* [STUDY TEXT]
_____

Early exploration of the massif included a visit in 1898 and three visits by Arthur Neve, in 1902, 1904, and 1910. In 1903, Dutch mountaineer H. Sillem investigated the massif and discovered the high plateau between the peaks; he reached an altitude of 6,400 m (21,000 ft) on Nun. In 1906, noted explorer couple Fanny Bullock Workman and her husband William Hunter Workman claimed an ascent of Pinnacle Peak. They also toured extensively through the massif and produced a map; however, controversy surrounded the Workmans' claims, and few trigonometrical points were given for the region, so that the map they produced was not usable.

After unsuccessful attempts to climb the mountain in 1934, 1937, and 1946 the first ascent of Nun was in 1953 by a French-Swiss-Indian-Sherpa team led by Bernard Pierre and Pierre Vittoz, via the west ridge. The summit pair comprised Vittoz, a Moravian missionary to the Tibetans and an experienced alpinist, and Claude Kogan, a pioneering female mountaineer. Since then, other routes have been pioneered. The north-west face was first ascended on 27 October and 28, 1976 by seven climbers from a Czech expedition, led by F. Čejka. The first British ascent was made by Steve Berry and friends via the east ridge in 1981 (his father had attempted Nun in 1946).

Italian mountaineer Mario Piacenza made the first ascent of Kun in 1913, via the north-east ridge. Fifty-eight years passed before the second recorded attempt on the peak, which resulted in a successful ascent by an expedition from the Indian Army.

_____

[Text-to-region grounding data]
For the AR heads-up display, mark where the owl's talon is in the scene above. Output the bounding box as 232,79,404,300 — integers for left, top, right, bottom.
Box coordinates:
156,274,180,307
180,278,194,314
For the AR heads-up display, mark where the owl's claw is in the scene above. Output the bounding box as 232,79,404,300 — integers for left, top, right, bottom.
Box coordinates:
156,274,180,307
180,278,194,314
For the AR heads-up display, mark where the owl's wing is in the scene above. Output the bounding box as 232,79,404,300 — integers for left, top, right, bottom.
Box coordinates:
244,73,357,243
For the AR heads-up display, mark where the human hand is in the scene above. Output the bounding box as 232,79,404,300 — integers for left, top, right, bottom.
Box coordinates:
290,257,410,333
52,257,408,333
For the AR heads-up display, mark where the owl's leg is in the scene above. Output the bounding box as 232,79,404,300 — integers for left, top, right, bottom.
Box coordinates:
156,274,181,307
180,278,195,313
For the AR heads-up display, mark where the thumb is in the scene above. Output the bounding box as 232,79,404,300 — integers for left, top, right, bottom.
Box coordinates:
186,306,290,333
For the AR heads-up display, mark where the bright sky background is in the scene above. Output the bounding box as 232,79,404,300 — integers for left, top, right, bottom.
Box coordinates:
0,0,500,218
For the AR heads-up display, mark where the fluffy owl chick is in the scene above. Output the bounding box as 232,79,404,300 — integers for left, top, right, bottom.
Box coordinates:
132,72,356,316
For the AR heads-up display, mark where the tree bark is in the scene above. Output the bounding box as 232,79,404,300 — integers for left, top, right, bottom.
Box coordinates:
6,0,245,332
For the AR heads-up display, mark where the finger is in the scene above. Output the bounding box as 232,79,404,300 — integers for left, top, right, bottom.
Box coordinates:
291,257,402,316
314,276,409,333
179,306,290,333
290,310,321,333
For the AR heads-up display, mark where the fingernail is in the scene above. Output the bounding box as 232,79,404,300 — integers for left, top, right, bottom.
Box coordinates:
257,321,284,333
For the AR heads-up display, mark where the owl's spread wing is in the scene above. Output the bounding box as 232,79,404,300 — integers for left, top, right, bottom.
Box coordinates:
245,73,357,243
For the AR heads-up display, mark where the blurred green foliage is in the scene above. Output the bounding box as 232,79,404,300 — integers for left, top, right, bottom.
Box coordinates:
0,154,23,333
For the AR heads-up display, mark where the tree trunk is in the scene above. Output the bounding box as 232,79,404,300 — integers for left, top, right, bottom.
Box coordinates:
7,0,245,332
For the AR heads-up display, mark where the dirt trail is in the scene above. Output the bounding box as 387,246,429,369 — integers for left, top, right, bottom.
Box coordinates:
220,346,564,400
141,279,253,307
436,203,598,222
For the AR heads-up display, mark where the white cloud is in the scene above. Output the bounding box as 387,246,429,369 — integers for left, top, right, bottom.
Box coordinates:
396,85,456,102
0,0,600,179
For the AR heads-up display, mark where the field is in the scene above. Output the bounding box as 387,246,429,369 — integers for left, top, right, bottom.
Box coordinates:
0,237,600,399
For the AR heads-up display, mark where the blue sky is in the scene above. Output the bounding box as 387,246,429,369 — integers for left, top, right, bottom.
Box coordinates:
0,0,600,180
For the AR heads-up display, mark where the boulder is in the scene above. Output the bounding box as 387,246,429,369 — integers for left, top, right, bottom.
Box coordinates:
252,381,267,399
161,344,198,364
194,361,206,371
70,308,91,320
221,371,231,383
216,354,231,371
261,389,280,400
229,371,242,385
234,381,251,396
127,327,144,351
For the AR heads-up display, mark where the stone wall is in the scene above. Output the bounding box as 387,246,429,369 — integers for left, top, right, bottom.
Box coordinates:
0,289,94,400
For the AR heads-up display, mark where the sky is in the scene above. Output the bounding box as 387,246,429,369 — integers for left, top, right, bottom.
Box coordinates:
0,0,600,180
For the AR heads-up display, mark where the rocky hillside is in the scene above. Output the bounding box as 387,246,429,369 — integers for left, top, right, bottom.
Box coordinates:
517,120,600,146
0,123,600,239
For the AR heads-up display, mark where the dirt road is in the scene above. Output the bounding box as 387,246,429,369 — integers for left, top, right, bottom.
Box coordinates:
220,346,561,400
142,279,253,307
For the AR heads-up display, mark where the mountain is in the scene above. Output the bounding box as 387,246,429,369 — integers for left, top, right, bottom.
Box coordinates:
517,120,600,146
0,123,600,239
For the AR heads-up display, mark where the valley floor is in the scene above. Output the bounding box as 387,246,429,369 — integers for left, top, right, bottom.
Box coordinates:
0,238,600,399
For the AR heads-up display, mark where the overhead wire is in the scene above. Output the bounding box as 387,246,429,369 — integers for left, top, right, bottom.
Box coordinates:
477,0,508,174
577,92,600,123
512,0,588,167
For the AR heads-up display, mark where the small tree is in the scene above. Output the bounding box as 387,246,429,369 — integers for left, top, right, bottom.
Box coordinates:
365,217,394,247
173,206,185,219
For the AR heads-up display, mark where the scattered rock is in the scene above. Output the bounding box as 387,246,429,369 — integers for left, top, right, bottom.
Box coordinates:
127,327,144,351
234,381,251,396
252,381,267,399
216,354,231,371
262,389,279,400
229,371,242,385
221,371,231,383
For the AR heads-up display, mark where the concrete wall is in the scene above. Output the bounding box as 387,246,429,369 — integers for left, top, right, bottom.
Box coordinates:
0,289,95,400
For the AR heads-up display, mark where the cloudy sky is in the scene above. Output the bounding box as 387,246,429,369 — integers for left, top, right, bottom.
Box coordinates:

_____

* [WORK TASK A]
Write out a part of the passage on climbing Nun and Kun word for word. Begin at the words that have "Early exploration of", and stop after "was not usable.".
* [WORK TASK B]
Say whether each statement agrees with the passage on climbing Nun and Kun. Answer yes or no, and quote the deciding words. (i) Sillem climbed as high as 6,400 m on Nun. (ii) The first ascent of Nun went up the east ridge. (iii) Mario Piacenza made the first ascent of Kun in 1913.
The records are separate from the passage on climbing Nun and Kun.

* [TASK RESPONSE A]
Early exploration of the massif included a visit in 1898 and three visits by Arthur Neve, in 1902, 1904, and 1910. In 1903, Dutch mountaineer H. Sillem investigated the massif and discovered the high plateau between the peaks; he reached an altitude of 6,400 m (21,000 ft) on Nun. In 1906, noted explorer couple Fanny Bullock Workman and her husband William Hunter Workman claimed an ascent of Pinnacle Peak. They also toured extensively through the massif and produced a map; however, controversy surrounded the Workmans' claims, and few trigonometrical points were given for the region, so that the map they produced was not usable.

* [TASK RESPONSE B]
(i) Yes: "he reached an altitude of 6,400 m (21,000 ft) on Nun."
(ii) No: "the first ascent of Nun was in 1953 by a French-Swiss-Indian-Sherpa team led by Bernard Pierre and Pierre Vittoz, via the west ridge."
(iii) Yes: "Italian mountaineer Mario Piacenza made the first ascent of Kun in 1913, via the north-east ridge."